▸ INSTRUCTIONS TO FOLLOW: Could you write out every entry exactly as it stands?
+-------+
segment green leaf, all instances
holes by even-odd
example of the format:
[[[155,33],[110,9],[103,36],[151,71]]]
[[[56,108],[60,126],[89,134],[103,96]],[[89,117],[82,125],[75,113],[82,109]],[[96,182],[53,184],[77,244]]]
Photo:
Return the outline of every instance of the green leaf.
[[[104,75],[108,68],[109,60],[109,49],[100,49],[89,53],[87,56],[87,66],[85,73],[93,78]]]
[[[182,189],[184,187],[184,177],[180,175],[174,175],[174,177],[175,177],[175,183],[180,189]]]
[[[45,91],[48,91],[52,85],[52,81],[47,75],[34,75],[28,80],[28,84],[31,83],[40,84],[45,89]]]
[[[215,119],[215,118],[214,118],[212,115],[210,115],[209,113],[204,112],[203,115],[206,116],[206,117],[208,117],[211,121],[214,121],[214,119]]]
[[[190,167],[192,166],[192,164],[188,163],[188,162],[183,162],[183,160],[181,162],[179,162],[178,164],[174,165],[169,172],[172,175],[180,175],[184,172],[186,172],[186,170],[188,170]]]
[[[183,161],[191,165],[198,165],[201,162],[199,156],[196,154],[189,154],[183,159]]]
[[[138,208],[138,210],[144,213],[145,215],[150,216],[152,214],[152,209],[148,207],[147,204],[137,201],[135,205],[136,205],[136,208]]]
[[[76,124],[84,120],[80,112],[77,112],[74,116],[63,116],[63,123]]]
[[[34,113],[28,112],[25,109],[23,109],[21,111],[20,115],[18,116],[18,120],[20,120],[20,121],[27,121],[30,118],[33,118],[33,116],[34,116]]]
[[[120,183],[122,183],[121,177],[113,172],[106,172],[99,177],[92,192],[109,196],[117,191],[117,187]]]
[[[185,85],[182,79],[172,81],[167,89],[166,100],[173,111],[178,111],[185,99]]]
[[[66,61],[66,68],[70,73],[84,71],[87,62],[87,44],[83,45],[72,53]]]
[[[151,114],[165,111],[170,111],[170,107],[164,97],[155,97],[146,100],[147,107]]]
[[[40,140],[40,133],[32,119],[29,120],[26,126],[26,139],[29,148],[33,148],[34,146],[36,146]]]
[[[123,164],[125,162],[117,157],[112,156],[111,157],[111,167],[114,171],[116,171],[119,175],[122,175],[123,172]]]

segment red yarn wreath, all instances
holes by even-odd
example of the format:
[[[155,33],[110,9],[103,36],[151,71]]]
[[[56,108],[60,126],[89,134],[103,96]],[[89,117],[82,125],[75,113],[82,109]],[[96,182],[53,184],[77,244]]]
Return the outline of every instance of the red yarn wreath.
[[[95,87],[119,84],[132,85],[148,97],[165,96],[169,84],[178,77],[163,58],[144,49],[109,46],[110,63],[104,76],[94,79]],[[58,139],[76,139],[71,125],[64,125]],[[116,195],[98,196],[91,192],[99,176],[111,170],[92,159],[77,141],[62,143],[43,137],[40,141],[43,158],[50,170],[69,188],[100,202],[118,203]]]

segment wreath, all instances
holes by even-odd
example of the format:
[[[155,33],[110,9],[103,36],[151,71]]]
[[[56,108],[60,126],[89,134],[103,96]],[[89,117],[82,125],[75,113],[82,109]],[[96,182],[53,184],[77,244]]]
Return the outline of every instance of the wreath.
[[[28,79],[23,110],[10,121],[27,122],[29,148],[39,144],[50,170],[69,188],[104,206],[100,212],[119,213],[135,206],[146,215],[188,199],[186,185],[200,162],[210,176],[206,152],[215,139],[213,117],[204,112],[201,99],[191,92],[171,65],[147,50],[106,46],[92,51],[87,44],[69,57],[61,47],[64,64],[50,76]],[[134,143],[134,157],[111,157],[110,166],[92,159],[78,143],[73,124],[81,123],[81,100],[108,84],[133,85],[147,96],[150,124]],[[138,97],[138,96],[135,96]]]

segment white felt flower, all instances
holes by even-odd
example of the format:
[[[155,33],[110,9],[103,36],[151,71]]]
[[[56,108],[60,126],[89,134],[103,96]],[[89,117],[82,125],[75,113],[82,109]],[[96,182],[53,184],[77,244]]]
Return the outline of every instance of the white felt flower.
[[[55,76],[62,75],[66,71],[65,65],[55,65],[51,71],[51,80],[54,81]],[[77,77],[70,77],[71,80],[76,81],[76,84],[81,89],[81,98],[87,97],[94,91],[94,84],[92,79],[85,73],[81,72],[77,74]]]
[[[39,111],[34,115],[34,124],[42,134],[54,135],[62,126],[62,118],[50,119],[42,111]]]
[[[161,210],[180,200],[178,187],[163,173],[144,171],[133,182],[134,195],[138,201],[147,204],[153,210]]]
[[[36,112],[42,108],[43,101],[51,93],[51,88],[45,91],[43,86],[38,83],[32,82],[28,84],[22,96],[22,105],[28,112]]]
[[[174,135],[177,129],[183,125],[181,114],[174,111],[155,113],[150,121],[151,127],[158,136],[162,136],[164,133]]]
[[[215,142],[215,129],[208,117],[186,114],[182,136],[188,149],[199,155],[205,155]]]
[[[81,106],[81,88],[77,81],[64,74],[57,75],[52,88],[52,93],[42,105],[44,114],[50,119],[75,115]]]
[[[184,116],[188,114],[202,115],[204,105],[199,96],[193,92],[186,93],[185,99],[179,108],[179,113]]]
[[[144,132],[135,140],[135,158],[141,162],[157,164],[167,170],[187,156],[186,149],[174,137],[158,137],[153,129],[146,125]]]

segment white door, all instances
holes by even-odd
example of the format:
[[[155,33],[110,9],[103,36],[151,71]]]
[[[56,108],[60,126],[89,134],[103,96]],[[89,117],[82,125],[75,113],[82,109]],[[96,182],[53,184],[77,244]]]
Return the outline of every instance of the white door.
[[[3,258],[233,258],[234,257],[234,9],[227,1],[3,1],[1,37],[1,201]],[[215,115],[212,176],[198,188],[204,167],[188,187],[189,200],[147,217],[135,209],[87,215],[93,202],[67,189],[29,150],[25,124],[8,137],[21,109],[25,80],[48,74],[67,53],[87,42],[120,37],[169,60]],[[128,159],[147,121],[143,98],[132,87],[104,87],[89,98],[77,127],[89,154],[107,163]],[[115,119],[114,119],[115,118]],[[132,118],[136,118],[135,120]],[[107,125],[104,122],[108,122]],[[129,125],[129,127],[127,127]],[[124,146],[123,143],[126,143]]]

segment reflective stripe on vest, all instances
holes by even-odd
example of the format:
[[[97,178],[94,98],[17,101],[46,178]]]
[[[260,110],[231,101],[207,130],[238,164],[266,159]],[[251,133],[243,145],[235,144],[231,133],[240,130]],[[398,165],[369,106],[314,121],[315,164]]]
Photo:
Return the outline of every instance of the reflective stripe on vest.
+-------+
▸ THE ANSWER:
segment green leaf, all instances
holes by even-odd
example of the format:
[[[155,33],[110,9],[103,36],[151,71]]]
[[[56,108],[60,126],[89,134],[103,96]],[[89,117],[82,125],[75,113],[82,109]],[[96,182],[53,184],[77,244]]]
Photo:
Return the outline of every instance of the green leaf.
[[[104,75],[108,68],[109,60],[109,49],[100,49],[89,53],[87,56],[87,66],[85,73],[93,78]]]
[[[182,189],[184,187],[184,177],[180,175],[174,175],[174,177],[175,177],[175,183],[180,189]]]
[[[45,91],[48,91],[52,85],[52,81],[47,75],[34,75],[28,80],[28,84],[31,83],[40,84],[45,89]]]
[[[215,119],[215,118],[214,118],[212,115],[210,115],[209,113],[204,112],[203,115],[206,116],[206,117],[208,117],[211,121],[214,121],[214,119]]]
[[[190,167],[192,166],[192,164],[188,163],[188,162],[183,162],[183,160],[181,162],[179,162],[178,164],[174,165],[169,172],[172,175],[180,175],[184,172],[186,172],[186,170],[188,170]]]
[[[183,161],[191,165],[198,165],[201,162],[199,156],[196,154],[189,154],[183,159]]]
[[[138,208],[138,210],[144,213],[145,215],[150,216],[152,214],[152,209],[148,207],[147,204],[137,201],[135,205],[136,205],[136,208]]]
[[[76,124],[84,120],[80,112],[77,112],[74,116],[63,116],[63,123]]]
[[[34,113],[28,112],[25,109],[23,109],[21,111],[20,115],[18,116],[18,120],[20,120],[20,121],[27,121],[30,118],[33,118],[33,116],[34,116]]]
[[[120,183],[122,183],[121,177],[113,172],[106,172],[99,177],[92,192],[109,196],[117,191],[117,187]]]
[[[185,85],[182,79],[172,81],[167,89],[166,100],[173,111],[178,111],[185,99]]]
[[[66,61],[66,68],[70,73],[84,71],[87,62],[87,44],[83,45],[72,53]]]
[[[151,114],[165,111],[170,111],[170,107],[164,97],[155,97],[146,100],[147,107]]]
[[[40,140],[40,133],[32,119],[29,120],[26,126],[26,139],[29,148],[33,148],[34,146],[36,146]]]
[[[123,164],[125,162],[117,157],[112,156],[111,157],[111,167],[114,171],[116,171],[119,175],[122,175],[123,172]]]

segment red yarn wreath, all instances
holes by even-odd
example of the format:
[[[155,33],[110,9],[103,36],[151,71]]]
[[[56,108],[60,126],[89,134],[103,96]],[[89,117],[82,125],[75,113],[82,109]],[[96,182],[53,184],[77,244]]]
Return the outline of every instance of the red yarn wreath.
[[[95,87],[119,84],[132,85],[148,97],[165,96],[169,84],[178,77],[163,58],[144,49],[109,46],[110,63],[104,76],[94,79]],[[58,139],[76,139],[71,125],[64,125]],[[116,195],[98,196],[91,192],[99,176],[111,170],[92,159],[77,141],[62,143],[43,137],[40,141],[43,158],[50,170],[69,188],[100,202],[118,203]]]

segment wreath, all instances
holes by even-odd
example of the format:
[[[155,33],[110,9],[103,36],[151,71]]]
[[[56,108],[60,126],[89,134],[103,96]],[[89,117],[82,125],[75,113],[82,109]],[[96,182],[53,184],[77,244]]]
Return the outline of every instance of the wreath.
[[[28,79],[23,110],[10,121],[27,122],[29,148],[39,144],[50,170],[69,188],[104,206],[100,212],[119,213],[135,206],[146,215],[188,199],[186,185],[200,162],[210,176],[206,152],[215,139],[213,117],[204,112],[201,99],[191,92],[171,65],[147,50],[106,46],[92,51],[87,44],[69,57],[61,47],[64,64],[50,76]],[[134,143],[134,157],[111,157],[110,166],[92,159],[78,143],[73,124],[81,123],[81,100],[108,84],[133,85],[147,96],[150,124]],[[138,97],[138,96],[135,96]]]

segment white felt flower, all instances
holes by even-odd
example of the format:
[[[155,33],[110,9],[103,36],[151,71]]]
[[[56,108],[60,126],[89,134],[103,96]],[[89,117],[82,125],[75,113],[82,109]],[[96,182],[53,184],[77,244]]]
Return the outline of every instance of the white felt flower.
[[[55,76],[62,75],[66,71],[65,65],[55,65],[51,71],[51,80],[54,81]],[[77,77],[70,77],[71,80],[76,81],[76,84],[81,89],[81,98],[87,97],[94,91],[94,84],[92,79],[85,73],[81,72],[77,74]]]
[[[39,111],[34,115],[34,124],[42,134],[54,135],[62,126],[62,118],[50,119],[42,111]]]
[[[161,210],[180,200],[178,187],[163,173],[144,171],[133,182],[134,195],[138,201],[147,204],[153,210]]]
[[[36,112],[42,108],[43,101],[51,93],[51,88],[45,91],[43,86],[38,83],[32,82],[28,84],[22,96],[22,105],[28,112]]]
[[[174,135],[177,129],[183,125],[181,114],[174,111],[155,113],[150,121],[151,127],[158,136],[162,136],[164,133]]]
[[[215,142],[215,129],[208,117],[186,114],[182,136],[188,149],[199,155],[205,155]]]
[[[81,106],[81,88],[77,81],[64,74],[57,75],[52,88],[52,93],[42,105],[44,114],[50,119],[75,115]]]
[[[184,116],[188,114],[202,115],[204,105],[199,96],[193,92],[186,93],[185,99],[179,108],[179,113]]]
[[[144,132],[135,140],[135,158],[141,162],[157,164],[167,170],[187,156],[186,149],[174,137],[158,137],[153,129],[146,125]]]

segment white door, all instances
holes by even-odd
example of the format:
[[[155,33],[110,9],[103,36],[151,71]]]
[[[56,108],[60,126],[89,134],[103,96]],[[89,117],[82,125],[75,113],[82,109]],[[96,182],[53,184],[77,244]]]
Return the outline of every instance of the white door.
[[[3,258],[233,258],[234,257],[234,9],[227,1],[3,1],[1,37],[1,201]],[[215,115],[212,176],[198,188],[204,167],[188,187],[189,200],[147,217],[135,209],[87,215],[93,202],[67,189],[29,150],[25,124],[8,137],[21,109],[25,80],[48,74],[67,53],[87,42],[120,37],[169,60]],[[128,159],[147,121],[143,98],[132,87],[104,87],[89,98],[77,127],[89,154],[107,163]],[[115,119],[114,119],[115,118]],[[132,118],[136,118],[135,120]],[[107,125],[104,122],[108,122]],[[129,125],[129,127],[127,127]],[[124,146],[123,143],[126,143]]]

segment reflective stripe on vest, all instances
holes by even-odd
example of the format:
[[[97,178],[94,98],[17,101],[46,178]]]
[[[260,110],[231,101],[207,130],[238,164],[266,159]],[[251,133],[243,145],[235,144],[231,133],[240,130]],[[398,165],[369,106],[314,121],[315,164]]]
Photo:
Return the outline of every instance of the reflective stripe on vest.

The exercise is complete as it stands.